EXCERPTED RECORDS
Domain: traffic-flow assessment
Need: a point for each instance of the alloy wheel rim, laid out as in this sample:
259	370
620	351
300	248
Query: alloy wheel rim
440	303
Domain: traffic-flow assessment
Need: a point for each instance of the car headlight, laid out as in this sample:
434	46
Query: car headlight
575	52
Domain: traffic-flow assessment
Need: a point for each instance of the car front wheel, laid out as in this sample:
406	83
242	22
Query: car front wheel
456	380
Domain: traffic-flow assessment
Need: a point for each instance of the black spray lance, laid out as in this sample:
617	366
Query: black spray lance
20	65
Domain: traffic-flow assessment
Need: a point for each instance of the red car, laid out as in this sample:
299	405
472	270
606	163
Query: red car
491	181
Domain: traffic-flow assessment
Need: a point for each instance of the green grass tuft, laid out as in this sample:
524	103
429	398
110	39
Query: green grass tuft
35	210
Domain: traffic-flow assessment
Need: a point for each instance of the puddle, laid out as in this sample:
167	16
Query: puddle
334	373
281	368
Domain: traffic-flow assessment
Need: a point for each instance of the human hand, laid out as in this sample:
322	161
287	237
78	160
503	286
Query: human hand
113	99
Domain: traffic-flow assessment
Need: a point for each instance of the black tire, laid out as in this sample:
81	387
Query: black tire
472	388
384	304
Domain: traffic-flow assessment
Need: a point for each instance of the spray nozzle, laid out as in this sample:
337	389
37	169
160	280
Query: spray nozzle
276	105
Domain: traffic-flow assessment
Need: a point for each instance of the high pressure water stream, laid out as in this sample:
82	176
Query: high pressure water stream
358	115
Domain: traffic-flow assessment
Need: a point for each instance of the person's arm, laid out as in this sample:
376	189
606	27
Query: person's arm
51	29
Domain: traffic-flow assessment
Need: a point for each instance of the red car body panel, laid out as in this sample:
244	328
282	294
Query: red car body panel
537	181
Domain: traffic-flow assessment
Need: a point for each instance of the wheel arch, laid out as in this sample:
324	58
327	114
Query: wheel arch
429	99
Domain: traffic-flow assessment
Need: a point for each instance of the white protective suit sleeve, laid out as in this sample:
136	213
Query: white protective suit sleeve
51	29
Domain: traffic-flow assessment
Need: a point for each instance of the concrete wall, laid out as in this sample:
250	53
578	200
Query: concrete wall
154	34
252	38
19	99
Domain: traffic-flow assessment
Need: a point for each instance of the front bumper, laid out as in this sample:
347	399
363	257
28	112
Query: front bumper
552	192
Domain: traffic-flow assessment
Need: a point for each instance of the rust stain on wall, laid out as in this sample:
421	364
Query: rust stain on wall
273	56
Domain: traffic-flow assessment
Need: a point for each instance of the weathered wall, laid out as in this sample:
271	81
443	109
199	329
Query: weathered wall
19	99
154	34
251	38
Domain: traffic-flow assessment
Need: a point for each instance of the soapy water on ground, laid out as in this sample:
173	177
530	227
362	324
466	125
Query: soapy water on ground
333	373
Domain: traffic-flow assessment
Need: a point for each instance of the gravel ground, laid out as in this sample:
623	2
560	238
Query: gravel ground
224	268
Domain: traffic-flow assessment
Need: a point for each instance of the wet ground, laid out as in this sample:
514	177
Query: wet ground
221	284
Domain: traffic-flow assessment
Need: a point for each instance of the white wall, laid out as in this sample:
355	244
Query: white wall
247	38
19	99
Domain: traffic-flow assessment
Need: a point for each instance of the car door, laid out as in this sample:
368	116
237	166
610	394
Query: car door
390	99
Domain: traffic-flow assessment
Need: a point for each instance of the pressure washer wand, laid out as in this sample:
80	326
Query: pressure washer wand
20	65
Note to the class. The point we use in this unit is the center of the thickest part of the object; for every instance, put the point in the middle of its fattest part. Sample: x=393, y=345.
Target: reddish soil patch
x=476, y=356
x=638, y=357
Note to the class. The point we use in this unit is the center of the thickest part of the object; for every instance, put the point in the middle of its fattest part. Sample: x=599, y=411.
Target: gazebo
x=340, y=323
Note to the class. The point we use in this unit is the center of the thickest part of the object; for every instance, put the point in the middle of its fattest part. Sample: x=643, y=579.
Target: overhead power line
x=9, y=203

REQUIREMENT
Repeat the whole listing exactly, keeping every line intact.

TASK RESPONSE
Domain: traffic-flow assessment
Need: a point for each instance of the alloy wheel rim, laid out as in this sample:
259	370
620	351
300	248
Query: alloy wheel rim
440	303
Domain: traffic-flow assessment
Need: a point for each instance of the car headlight, laid out as in this sample:
434	46
Query: car headlight
575	52
Domain: traffic-flow assessment
Need: a point for each instance of the car front wheel, laid out as in this sample:
406	83
242	22
Query: car front wheel
456	380
Domain: traffic-flow assessment
Need: a point for each instance of the black spray lance, laid out as in this sample:
617	366
Query: black spray lance
20	65
Domain: traffic-flow assessment
Need: a point for each instance of the red car, laid out as in this sample:
299	405
472	270
606	163
Query: red car
491	181
Domain: traffic-flow assessment
Need: a point for each instance of the green grass tuft, laid out as in this sample:
524	103
429	398
110	39
Query: green grass tuft
35	210
Domain: traffic-flow assessment
Need: a point for each instance of the puddle, laid out as in this sample:
167	16
Query: puddle
334	373
281	368
Domain: traffic-flow assessment
Need: a point for each instance of the human hand, laid out as in this sample:
322	161
287	237
78	160
503	286
Query: human hand
113	99
Domain: traffic-flow assessment
Need: a point for each instance of the black tire, laid out as in this sample:
81	387
Query: black tire
472	388
384	304
Domain: traffic-flow assessment
Need: a point for each instance of the spray nozzle, laid out as in this sample:
337	389
37	169
160	280
Query: spray nozzle
276	105
Domain: traffic-flow assessment
Need: a point for each instance of the high pressure water stream, laid out as in this sample:
82	176
Query: high pressure water stream
358	115
Domain: traffic-flow assessment
Need: a point for each instance of the person's arm, laid out as in this sample:
376	189
606	27
Query: person's arm
51	29
Domain: traffic-flow assessment
Need: a point for each instance of the red car body panel, laid out as in this sample:
244	328
282	294
Query: red car body panel
537	181
Domain: traffic-flow assessment
Need: a point for each instance of the wheel arch, laid out as in this sample:
324	58
327	114
Query: wheel arch
429	99
Domain: traffic-flow assessment
Need: a point for each instance of the white protective suit sleeve, laid out as in this sample:
136	213
Query: white protective suit sleeve
51	29
Domain: traffic-flow assessment
Need: a point for each instance of the concrete wall, laid out as in this sample:
250	53
578	200
Query: concrete wall
154	34
252	38
19	99
Domain: traffic-flow assessment
Need: a point for each instance of the front bumper, laid out as in this sample:
347	399
363	257
28	112
Query: front bumper
552	192
Domain: traffic-flow assessment
Need: a point for each instance of the rust stain on wall, laid out as in this sample:
421	364
Query: rust stain on wall
273	56
Domain: traffic-flow assessment
Need: a point for each instance of the weathered wall, laid out as in this sample:
271	81
443	109
199	329
Query: weathered wall
19	99
154	34
251	38
Domain: traffic-flow assessment
Need: a point for each instance of the soapy water on ground, laid out as in this sample:
173	177
530	227
362	324
466	125
Query: soapy water on ground
333	373
Domain: traffic-flow assessment
Need: a point for each instance of the gravel ground, laid out as in this sample:
623	2
560	238
Query: gravel ground
224	268
Domain: traffic-flow assessment
Need: a point for each instance of the wet ground, laid out as in this sample:
514	177
Query: wet ground
221	284
Domain: traffic-flow assessment
Need: a point for each instance of the white wall, laid out as in this sample:
355	244
Query: white wall
247	38
19	99
Domain: traffic-flow assessment
Need: a point for each instance of the car door, laid out as in this sample:
368	116
237	166
610	394
Query: car door
390	99
Domain: traffic-flow assessment
Need: a point for each instance of the pressure washer wand, laid out as in this sample:
80	326
Query: pressure washer wand
20	65
Note to the class. The point we use in this unit is the center of the thickest part of the object; for every instance, put the point in the middle of its fattest part. Sample: x=393, y=345.
Target: reddish soil patch
x=476, y=356
x=638, y=357
Note to the class. The point we use in this unit is the center of the thickest part of the object; for every instance, put the point in the middle of its fattest part. Sample: x=599, y=411.
Target: gazebo
x=340, y=323
Note to the class. The point we use in this unit is the center of the thickest part of the object; for every instance, put the point in the middle of its fattest part. Sample: x=643, y=579.
Target: overhead power line
x=9, y=203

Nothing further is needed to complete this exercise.